* _Input data_
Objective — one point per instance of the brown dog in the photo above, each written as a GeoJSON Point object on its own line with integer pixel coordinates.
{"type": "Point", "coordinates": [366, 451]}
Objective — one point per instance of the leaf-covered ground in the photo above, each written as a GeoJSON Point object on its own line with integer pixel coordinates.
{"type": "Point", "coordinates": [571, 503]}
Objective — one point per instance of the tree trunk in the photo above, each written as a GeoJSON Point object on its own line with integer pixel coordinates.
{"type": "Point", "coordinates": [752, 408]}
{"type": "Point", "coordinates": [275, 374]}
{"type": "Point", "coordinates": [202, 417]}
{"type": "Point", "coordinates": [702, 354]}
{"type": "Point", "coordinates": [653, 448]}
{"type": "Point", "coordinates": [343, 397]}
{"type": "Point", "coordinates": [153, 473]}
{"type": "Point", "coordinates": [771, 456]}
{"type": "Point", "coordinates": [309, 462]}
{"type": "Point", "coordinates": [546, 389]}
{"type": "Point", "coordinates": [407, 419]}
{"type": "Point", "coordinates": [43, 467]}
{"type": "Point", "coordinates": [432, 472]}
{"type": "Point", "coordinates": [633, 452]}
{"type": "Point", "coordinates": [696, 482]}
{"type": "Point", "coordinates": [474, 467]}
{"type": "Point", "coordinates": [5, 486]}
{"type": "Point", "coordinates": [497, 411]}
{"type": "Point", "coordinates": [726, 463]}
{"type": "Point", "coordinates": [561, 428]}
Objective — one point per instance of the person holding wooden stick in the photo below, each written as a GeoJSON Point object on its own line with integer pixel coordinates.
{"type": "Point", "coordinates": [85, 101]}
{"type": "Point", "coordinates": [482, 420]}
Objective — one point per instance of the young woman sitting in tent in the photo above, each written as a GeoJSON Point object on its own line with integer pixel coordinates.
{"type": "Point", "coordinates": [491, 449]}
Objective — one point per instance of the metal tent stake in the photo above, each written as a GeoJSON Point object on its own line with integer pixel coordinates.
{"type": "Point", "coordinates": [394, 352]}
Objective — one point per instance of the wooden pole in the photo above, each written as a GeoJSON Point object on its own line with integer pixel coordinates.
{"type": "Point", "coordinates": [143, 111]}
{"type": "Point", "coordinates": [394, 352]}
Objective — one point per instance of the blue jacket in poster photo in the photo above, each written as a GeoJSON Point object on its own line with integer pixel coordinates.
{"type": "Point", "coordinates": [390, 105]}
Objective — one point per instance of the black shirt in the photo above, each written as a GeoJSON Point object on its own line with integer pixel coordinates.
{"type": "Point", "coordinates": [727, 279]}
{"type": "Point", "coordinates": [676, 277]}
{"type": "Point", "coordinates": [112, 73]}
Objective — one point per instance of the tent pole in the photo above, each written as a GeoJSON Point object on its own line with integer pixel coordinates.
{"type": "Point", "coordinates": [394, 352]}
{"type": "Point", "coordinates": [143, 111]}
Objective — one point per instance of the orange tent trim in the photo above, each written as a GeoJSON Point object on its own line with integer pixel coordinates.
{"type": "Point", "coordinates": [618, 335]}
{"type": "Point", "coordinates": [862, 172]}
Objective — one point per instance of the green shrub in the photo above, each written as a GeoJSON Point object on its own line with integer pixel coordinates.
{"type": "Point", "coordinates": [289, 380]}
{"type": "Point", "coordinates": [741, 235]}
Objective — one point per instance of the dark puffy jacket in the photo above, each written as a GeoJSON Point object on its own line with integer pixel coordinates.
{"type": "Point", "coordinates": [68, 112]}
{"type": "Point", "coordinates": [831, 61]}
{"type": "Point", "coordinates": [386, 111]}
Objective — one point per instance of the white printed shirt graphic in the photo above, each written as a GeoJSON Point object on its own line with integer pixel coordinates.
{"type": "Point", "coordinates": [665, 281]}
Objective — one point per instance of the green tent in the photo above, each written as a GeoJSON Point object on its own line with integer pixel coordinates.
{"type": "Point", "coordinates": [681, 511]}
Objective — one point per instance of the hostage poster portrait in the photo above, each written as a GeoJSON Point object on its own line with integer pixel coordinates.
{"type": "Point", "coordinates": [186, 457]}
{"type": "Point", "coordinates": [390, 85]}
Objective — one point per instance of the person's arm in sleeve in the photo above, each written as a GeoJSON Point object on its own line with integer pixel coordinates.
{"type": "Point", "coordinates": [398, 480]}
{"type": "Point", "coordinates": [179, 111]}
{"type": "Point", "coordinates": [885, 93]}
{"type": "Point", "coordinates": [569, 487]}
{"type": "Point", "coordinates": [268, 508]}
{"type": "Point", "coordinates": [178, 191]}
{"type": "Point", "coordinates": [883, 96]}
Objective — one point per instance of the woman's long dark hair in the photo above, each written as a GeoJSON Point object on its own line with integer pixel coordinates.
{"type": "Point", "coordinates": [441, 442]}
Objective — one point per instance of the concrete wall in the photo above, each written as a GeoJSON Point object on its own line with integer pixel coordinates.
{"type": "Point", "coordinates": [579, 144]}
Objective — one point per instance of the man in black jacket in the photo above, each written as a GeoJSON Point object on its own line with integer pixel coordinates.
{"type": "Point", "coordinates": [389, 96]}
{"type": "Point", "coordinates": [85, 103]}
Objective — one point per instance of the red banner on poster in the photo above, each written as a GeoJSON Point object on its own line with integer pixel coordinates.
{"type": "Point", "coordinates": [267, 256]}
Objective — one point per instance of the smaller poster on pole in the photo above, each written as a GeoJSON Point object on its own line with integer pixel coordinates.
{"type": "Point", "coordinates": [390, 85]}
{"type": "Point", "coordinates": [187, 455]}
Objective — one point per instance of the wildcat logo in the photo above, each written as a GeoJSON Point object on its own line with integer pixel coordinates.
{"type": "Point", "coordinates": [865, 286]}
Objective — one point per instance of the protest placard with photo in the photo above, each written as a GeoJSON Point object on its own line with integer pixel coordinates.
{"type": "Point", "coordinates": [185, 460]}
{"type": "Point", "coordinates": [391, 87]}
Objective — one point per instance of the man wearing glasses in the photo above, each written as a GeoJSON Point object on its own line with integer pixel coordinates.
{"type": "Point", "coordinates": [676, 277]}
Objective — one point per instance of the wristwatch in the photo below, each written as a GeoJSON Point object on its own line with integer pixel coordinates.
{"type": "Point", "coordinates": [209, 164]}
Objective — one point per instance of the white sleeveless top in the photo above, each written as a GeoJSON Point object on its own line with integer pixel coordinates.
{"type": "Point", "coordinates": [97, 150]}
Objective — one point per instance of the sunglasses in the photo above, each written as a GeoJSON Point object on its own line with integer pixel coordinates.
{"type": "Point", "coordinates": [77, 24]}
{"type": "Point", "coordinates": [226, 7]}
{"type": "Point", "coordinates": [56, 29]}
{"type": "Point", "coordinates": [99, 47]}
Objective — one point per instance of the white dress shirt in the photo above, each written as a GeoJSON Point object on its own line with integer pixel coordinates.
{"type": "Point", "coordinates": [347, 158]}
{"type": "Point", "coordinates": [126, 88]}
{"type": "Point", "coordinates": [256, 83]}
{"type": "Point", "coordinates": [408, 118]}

* _Problem to work on_
Retype the lines from the one holding "Objective — one point per instance of the white dress" through the end of the records, inclusive, with no changes.

* _Result of the task_
Objective — one point per instance of the white dress shirt in the photo above, each written as a GeoJSON Point object on its own line with integer pixel coordinates.
{"type": "Point", "coordinates": [347, 158]}
{"type": "Point", "coordinates": [126, 88]}
{"type": "Point", "coordinates": [256, 83]}
{"type": "Point", "coordinates": [408, 118]}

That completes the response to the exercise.